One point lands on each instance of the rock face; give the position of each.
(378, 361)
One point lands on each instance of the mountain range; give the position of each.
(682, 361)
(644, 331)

Challenge:
Copy every line of the records above, requests included, and increase each coordinate value in the answers by 98.

Full solution:
One point lands on each instance of the rock face; give the position of each.
(476, 459)
One point lands on each instance of the mountain range; give the position of each.
(780, 459)
(742, 429)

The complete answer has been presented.